- Written task 1
Please locate every row below that contains the string "white" and copy each of those rows in full. Case counts.

-------- Excerpt provided --------

Students are at the centre of everything we do at Pulteney – simply put, students are our core business and more importantly our core concern. There is not a teacher at Pulteney who does not feel invested in the students they teach. This investment comes on an emotional level – with overall well-being paramount, but also at a micro level; every teacher wants to not only inspire in the student a passion and enthusiasm for their learning area but also for them to realise the relevance and possibilities that come with it.
With the increasing focus on highly valued STEM subjects in recent years it is important to remember that maths, technology and science are not the only valuable 21st century skills!
As our students move into a world where it is predicted they will have up to 13 career changes during their working lives, we need to equip them with the skills to cope and thrive with this scenario. It is also important that we equip them with the skills to live and work in an ever increasing globalised and multicultural world. As pointed out in the Washington Post recently, the workforce will
“ desperately need the expertise of those who are educated to the human, cultural, and social as well as the computational” (Strauss, 2017).
In 2013 Google conducted an inquiry into its hiring practices called ‘Project Oxygen’. What it found was that of the top eight most valued characteristics of its managers, the top seven were all ‘soft-skills’.
As stated in the blog “Google just made the case for more foreign language education” the good news for our students is that :
“The soft skills valued in leaders are by-products of foreign language acquisition” (Meaghan, 2018)
In addition the following excerpt taken from the same blog “Google just made the case for more foreign language education” explains these soft skills and how they relate to foreign language learning:
- Possessing different values and points of view: You may have heard that learning a new language provides a new perspective on the world; that statement isn’t just a feel-good catchphrase. Studies out of Chicago show that even young children exposed to multiple languages are better at understanding other people’s perspectives.
- Having empathy toward others: A 2015 study from the University of Chicago indicated bilingual children are more likely to be empathetic. Struggling your way through a second language can be humbling, making it much easier to put yourself in others’ shoes and understand those who are different or whose beliefs differ from yours.
- Being a good critical thinker: Studies from the University of Chicago show that bilinguals are better able to pick up on nuances and subtleties. This leads to more informed decision making, rather than emotional decision making.
- Making connections across complex ideas: Bilinguals possess many cognitive skills that heighten awareness of complexities in a given situation. Studies show bilinguals have more control over their attention, make more rational decisions, and are more perceptive and observant.

-------- Input for this task --------

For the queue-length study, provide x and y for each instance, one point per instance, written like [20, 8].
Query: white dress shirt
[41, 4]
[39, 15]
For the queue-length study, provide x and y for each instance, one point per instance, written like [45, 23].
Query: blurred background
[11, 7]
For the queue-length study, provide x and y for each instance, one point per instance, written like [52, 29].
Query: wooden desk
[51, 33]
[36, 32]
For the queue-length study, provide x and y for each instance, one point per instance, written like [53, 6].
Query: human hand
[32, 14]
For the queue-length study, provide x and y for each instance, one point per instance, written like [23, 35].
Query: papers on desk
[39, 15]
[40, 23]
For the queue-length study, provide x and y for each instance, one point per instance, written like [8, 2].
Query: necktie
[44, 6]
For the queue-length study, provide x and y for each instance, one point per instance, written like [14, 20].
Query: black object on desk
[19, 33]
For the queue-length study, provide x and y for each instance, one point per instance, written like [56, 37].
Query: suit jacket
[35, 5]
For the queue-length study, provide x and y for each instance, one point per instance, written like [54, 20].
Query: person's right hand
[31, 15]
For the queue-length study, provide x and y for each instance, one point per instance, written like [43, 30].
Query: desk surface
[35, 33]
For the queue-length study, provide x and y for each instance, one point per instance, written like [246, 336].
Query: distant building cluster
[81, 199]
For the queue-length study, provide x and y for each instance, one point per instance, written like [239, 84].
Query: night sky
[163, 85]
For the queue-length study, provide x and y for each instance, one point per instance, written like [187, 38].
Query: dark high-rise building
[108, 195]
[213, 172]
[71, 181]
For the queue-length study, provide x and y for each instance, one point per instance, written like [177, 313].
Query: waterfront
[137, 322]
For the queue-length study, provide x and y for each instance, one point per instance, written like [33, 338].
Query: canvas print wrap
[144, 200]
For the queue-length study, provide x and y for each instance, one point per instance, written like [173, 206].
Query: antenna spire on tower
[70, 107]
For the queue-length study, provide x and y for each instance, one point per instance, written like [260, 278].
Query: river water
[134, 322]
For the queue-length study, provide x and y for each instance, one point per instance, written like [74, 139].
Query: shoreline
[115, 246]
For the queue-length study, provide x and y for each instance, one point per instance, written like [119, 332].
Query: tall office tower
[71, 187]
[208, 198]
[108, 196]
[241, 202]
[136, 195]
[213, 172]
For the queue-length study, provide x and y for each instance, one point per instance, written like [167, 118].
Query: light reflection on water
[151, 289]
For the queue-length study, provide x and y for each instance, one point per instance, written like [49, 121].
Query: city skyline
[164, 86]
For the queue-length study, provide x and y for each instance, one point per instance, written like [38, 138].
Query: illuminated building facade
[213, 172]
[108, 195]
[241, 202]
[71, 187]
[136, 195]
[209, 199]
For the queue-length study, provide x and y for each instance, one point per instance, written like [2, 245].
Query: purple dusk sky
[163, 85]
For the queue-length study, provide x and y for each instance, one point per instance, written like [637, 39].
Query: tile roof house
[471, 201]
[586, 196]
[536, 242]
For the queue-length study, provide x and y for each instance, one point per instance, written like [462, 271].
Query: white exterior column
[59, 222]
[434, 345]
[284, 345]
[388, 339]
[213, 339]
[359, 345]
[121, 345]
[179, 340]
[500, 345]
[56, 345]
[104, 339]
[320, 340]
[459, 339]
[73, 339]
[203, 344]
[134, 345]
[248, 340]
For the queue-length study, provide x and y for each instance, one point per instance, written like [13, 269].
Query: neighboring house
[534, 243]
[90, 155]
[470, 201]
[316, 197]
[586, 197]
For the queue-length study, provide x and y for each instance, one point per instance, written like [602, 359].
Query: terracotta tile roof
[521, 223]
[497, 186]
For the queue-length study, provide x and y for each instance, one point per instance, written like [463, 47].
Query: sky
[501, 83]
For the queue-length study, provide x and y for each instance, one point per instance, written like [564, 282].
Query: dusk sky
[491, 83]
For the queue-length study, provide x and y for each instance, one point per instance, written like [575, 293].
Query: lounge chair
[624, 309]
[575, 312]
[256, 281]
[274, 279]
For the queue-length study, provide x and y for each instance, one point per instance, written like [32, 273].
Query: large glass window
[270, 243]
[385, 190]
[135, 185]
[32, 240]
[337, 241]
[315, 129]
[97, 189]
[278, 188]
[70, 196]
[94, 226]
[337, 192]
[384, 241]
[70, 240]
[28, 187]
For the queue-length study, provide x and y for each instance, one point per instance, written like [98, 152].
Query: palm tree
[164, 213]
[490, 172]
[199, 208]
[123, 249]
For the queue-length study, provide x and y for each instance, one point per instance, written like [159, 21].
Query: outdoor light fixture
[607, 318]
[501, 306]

--------

- Written task 2
Pick up the piece above on foreign language learning and soft skills, and continue it from its last sentence.

- Final result 1
Query: white dress shirt
Query: white exterior column

- Final result 2
- Communicating and listening well: Here’s an obvious one—bilinguals are better communicators! When learning another language, understanding others and making yourself understood is always front of mind.
Some of our past Year 12 students were asked to reflect upon their language and culture learning journey here at Pulteney. The development of these highly valued ‘soft-skills’ is evident in their reflections. Although these examples are from our senior German students’, the same skills are as equally evident in our Year 12 Japanese students.
“Learning German has opened more doors for me than I ever thought possible. I was lucky enough to participate in an exchange in Germany for two months, where I was able to experience the different culture, and develop my language and communication skills. I had the time of my life - coming back more independent, with amazing friends, a greater cultural understanding and a huge passion for everything German - the people, the food, the traditions, and the language - I was dreaming and thinking in German by the end of my exchange. I now study German as part of my degree, am part of the University’s German club, and plan to revisit Germany to study and to see the amazing friends I made there, who I still talk to every day. Nothing compares to being able to communicate in another language, it is so rewarding and I highly recommend it to everyone - you never know where it might lead!”
Proxime Accesit 2017
“Undertaking a language subject gives you far more opportuniSties than just learning the language itself. Personally, when I started German in Year 7, I never thought I would continue all the way to Year 12. However German ended up being one of my favourite subjects and it has given me so many great friendships with students overseas. One of the opportunities I had, was to host an exchange student. This is a great experience because of the connections you make and I now have a 'second' family who I can visit on the other side of the world. I had the opportunity to visit my exchange student in the Christmas of 2017. Not only did this give me a greater cultural awareness and the opportunity to travel but I also spent time visiting other exchange students who had come to Pulteney. Although I never went on exchange while at school, I did not feel disadvantaged while in Year 12. Pulteney is lucky enough to host many German exchange students across the senior school. These students are very helpful in providing support to German students across all year levels especially with Year 12's. I could not recommend learning a language enough.”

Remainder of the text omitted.